* _Votre tâche_:
Répondez à ces questions sur l'extrait consacré à Ibn ‘Arabî :
(a) Face à qui Ahmad Ibn Arâ’-Llâh as-Sakandarî a-t-il notamment défendu Ibn ‘Arabî ?
(b) Dans quel ouvrage ‘Abd al-Wahhab as-Sha’rani réfute-t-il les accusations et incompréhensions concernant Ibn ‘Arabî ?
(c) Par quelle formule Ibn ‘Imad al-Hanbali qualifie-t-il Ibn ‘Arabî ?

━━━━━ Extrait fourni

Parmi ceux qui ont défendu, après sa mort, Ibn ‘Arabî, son oeuvre et son statut de sainteté, nous pouvons citer des autorités comme Ahmad Ibn Arâ’-Llâh as-Sakandarî (notamment face à Ibn Taymiyya, réfutant sa mauvaise compréhension des oeuvres d’Ibn ‘Arabî), As-Suyûtî, Taqî ud-Dîn as-Subkî (qui s’était repenti d’avoir fait son takfir suite à des rumeurs infondées ou incompréhensions de sa part), Al-Munawî, As-Safadî, Ibn ‘Imad al-Hanbali, Al ‘Izz ad-Dîn ibn ‘Abd as-Salâm, al-Fayruzabadi, Zakariyya al-Ansarî, Murtadâ az-Zubaydî, ‘Abd al-Wahhab as-Sha’rani (qui réfutera les accusations et incompréhensions concernant Ibn ‘Arabî dans Kitâb al-yawaqit wa al-jawahir fī bayan ‘aqa’id al-akabir) et tant d’autres. Le Shaykh du Hadith et juriste al-Munawî dira de lui : « un Ami vertueux (et rapproché) d’Allâh et érudit fidèle de la (vraie) connaissance ». Ibn ‘Imad al-Hanbali dira de lui : « Le mujtahid absolu sans aucun doute ».  Al-Fayruzabadi dira à son sujet : « L’imâm des gens de la Shar’îah à la fois dans la connaissance et dans l’héritage, l’éducateur (spirituel) des gens de la Voie dans la pratique et dans la connaissance, et le Shaykh des shaykhs des gens de la Vérité par l’expérience spirituelle (dhawq ; goût spirituel obtenu par l’expérience) et la compréhension ». Tous étaient des autorités dans le Hadith, le Tafsîr, la langue arabe, le fiqh, la ‘aqida, l’histoire, le Tasawwuf, etc.

━━━━━━━━━━
━━━━━ Entrées fournies

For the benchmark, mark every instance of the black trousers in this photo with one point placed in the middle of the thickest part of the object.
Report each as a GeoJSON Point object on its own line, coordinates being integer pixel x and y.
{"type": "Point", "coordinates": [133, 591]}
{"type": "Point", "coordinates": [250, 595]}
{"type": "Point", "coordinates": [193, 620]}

━━━━━━━━━━

* _Réponse ci-dessous_:
(a) Face à Ibn Taymiyya.
(b) Dans Kitâb al-yawaqit wa al-jawahir fī bayan ‘aqa’id al-akabir.
(c) « Le mujtahid absolu sans aucun doute ».